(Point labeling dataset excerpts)
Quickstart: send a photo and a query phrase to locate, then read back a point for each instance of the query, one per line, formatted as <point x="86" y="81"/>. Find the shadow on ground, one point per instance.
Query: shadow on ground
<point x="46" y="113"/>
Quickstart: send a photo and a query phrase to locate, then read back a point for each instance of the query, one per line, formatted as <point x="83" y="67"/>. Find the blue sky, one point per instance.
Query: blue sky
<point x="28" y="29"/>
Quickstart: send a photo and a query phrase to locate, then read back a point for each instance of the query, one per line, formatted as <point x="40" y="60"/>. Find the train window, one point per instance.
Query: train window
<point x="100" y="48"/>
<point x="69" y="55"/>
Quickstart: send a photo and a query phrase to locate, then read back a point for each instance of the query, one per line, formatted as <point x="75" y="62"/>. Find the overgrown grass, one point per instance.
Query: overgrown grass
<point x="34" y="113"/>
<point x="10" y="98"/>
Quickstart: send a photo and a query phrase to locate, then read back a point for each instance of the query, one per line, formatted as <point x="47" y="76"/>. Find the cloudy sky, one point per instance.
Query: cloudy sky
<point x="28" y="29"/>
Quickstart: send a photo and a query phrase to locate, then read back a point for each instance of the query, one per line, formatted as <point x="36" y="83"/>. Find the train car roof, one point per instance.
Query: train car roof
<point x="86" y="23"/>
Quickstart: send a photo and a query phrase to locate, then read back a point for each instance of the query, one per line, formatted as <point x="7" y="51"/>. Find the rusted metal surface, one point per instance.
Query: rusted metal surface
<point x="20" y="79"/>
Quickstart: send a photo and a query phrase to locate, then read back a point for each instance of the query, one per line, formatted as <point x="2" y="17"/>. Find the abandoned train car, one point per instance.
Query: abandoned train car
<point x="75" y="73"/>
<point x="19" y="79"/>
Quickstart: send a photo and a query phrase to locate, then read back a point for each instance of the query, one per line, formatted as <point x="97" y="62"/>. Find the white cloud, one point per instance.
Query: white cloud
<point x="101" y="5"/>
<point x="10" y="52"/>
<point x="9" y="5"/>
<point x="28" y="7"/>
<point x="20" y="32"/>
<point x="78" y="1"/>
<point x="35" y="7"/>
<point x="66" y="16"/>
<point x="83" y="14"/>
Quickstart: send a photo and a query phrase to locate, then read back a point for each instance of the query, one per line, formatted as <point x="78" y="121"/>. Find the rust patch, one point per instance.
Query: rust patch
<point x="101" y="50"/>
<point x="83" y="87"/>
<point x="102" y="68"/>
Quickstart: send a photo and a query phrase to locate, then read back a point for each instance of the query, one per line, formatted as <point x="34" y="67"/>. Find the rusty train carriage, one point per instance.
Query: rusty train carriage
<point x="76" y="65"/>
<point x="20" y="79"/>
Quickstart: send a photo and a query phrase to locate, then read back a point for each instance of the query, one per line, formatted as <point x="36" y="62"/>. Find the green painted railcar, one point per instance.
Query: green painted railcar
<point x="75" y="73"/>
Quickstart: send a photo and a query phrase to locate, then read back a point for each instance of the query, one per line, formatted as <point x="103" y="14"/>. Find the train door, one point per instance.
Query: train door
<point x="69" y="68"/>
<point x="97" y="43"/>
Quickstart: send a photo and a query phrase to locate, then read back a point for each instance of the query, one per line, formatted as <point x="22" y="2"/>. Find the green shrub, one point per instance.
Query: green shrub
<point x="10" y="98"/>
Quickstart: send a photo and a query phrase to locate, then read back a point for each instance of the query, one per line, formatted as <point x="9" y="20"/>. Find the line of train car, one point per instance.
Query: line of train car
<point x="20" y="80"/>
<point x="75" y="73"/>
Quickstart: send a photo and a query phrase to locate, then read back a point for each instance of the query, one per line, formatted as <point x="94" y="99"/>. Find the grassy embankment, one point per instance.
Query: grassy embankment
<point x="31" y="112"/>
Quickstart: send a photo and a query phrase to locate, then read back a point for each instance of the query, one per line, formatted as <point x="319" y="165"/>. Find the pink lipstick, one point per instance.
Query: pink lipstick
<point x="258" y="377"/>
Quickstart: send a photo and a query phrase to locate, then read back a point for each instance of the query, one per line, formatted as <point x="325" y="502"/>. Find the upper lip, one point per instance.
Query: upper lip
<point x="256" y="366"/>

→ **WRITTEN INSTRUCTION**
Print every record exactly as it was given.

→ **WORKED SOLUTION**
Quickstart: send a photo and a query phrase to locate, then read back a point for each instance of the query, one per line, formatted as <point x="86" y="81"/>. Find the shadow on ground, one point per instance.
Query: shadow on ground
<point x="46" y="113"/>
Quickstart: send a photo and a query phrase to locate, then read back a point for each instance of the query, one per line, formatted as <point x="83" y="67"/>. Find the blue sky, one point per instance.
Query: blue sky
<point x="28" y="29"/>
Quickstart: send a photo and a query phrase to locate, then read back a point for each instance of the query, one per line, formatted as <point x="40" y="60"/>. Find the train window, one point per instance.
Query: train window
<point x="100" y="48"/>
<point x="69" y="55"/>
Quickstart: send a photo and a query phrase to locate, then read back a point for each instance of the query, one per line, formatted as <point x="75" y="62"/>. Find the overgrown grass, one point per instance.
Query: overgrown grass
<point x="34" y="113"/>
<point x="10" y="98"/>
Quickstart: send a photo and a query phrase to locate, then read back a point for each instance of the query, one per line, formatted as <point x="47" y="76"/>. Find the cloudy sky, one point per instance.
Query: cloudy sky
<point x="28" y="29"/>
Quickstart: send a photo and a query phrase to locate, then read back a point for each instance of the query, one per line, formatted as <point x="36" y="83"/>. Find the train car roof, one point per instance.
Query: train car roof
<point x="86" y="23"/>
Quickstart: send a photo and a query phrase to locate, then read back a point for each instance of the query, one per line, formatted as <point x="7" y="51"/>. Find the rusted metal surface, one point per instance.
Query: rusted metal surface
<point x="20" y="79"/>
Quickstart: send a photo and a query phrase to locate, then read back a point for each instance of the query, one per line, formatted as <point x="2" y="17"/>. Find the abandoned train car, one point per instance.
Query: abandoned train car
<point x="75" y="73"/>
<point x="19" y="79"/>
Quickstart: send a photo and a query phrase to locate, then read back a point for each instance of the query, one per line, formatted as <point x="97" y="62"/>. Find the white cloud, one point per instance.
Query: white cloud
<point x="101" y="5"/>
<point x="10" y="52"/>
<point x="9" y="5"/>
<point x="28" y="7"/>
<point x="20" y="32"/>
<point x="78" y="1"/>
<point x="35" y="7"/>
<point x="66" y="16"/>
<point x="83" y="14"/>
Quickstart: send a photo and a query phrase to locate, then read back a point for each instance of the query, one per line, formatted as <point x="78" y="121"/>. Find the rust patch, one point per instance.
Query: rust patch
<point x="101" y="50"/>
<point x="83" y="87"/>
<point x="102" y="68"/>
Quickstart: send a photo and a query phrase to locate, then read back a point for each instance of the query, one per line, formatted as <point x="34" y="67"/>. Find the rusty train carriage, one point per instance.
Query: rusty train carriage
<point x="76" y="65"/>
<point x="20" y="79"/>
Quickstart: send a photo and a query phrase to locate, then read back a point for each instance of the query, one per line, formatted as <point x="36" y="62"/>. Find the green painted railcar, one point per instance.
Query: green painted railcar
<point x="75" y="73"/>
Quickstart: send a photo and a query phrase to locate, then read back a point for each instance of the query, one per line, formatted as <point x="103" y="14"/>. Find the train door, one point per instance.
Query: train door
<point x="69" y="68"/>
<point x="97" y="43"/>
Quickstart: send a photo and a query phrase to locate, then read back a point for each instance of the query, one per line, formatted as <point x="22" y="2"/>. Find the green shrub, one point per instance.
Query: green shrub
<point x="10" y="98"/>
Quickstart: send a photo and a query phrase to locate, then read back a point for each instance of the query, one per line, formatted as <point x="9" y="20"/>. Find the line of train car, one point per instance.
Query: line of train car
<point x="20" y="80"/>
<point x="75" y="73"/>
Quickstart: send a photo and a query phrase to locate, then read back a point for each instance of the query, one per line, formatted as <point x="94" y="99"/>. Find the grassy embankment, one point per instance.
Query: grassy embankment
<point x="31" y="112"/>
Quickstart: send a photo and a query phrase to locate, then read back a point for each instance of the query, one per line, formatted as <point x="319" y="165"/>. Find the pink lipstick, one point per instance.
Query: pink lipstick
<point x="258" y="377"/>
Quickstart: send a photo and a query phrase to locate, then read back a point for each instance of the query, one per line, formatted as <point x="325" y="502"/>. Find the upper lip, one point per instance.
Query: upper lip
<point x="256" y="366"/>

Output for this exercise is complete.